### Do this
Scale the data between the lines holding "Target: green herb leaf" and "x=221 y=289", inclusive, by rewriting every line, the ones without coordinates included, with each answer's x and y coordinates multiplied by 2.5 and rounded to whole numbers, halves up. Give only those lines.

— Begin Provided records —

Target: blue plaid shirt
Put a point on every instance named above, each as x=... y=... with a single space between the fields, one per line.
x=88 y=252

— End Provided records —
— Begin Provided records —

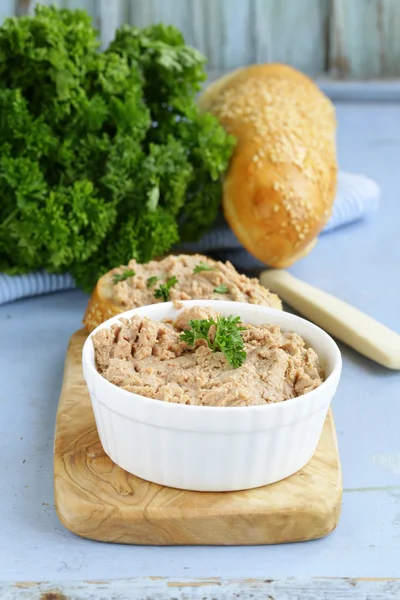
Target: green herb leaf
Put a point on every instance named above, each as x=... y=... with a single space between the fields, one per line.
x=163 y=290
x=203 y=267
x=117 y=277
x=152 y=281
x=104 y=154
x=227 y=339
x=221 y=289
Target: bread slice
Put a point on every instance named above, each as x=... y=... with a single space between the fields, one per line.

— End Provided records —
— Begin Provided records —

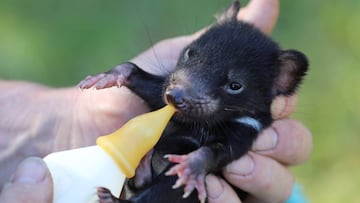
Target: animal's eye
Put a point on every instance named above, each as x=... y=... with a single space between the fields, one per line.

— End Provided records —

### The response
Target: green herb leaf
Put a point on every instance named above, each as x=... y=... with a single space between the fields, one per line.
x=408 y=725
x=508 y=668
x=293 y=693
x=380 y=703
x=260 y=385
x=568 y=848
x=553 y=723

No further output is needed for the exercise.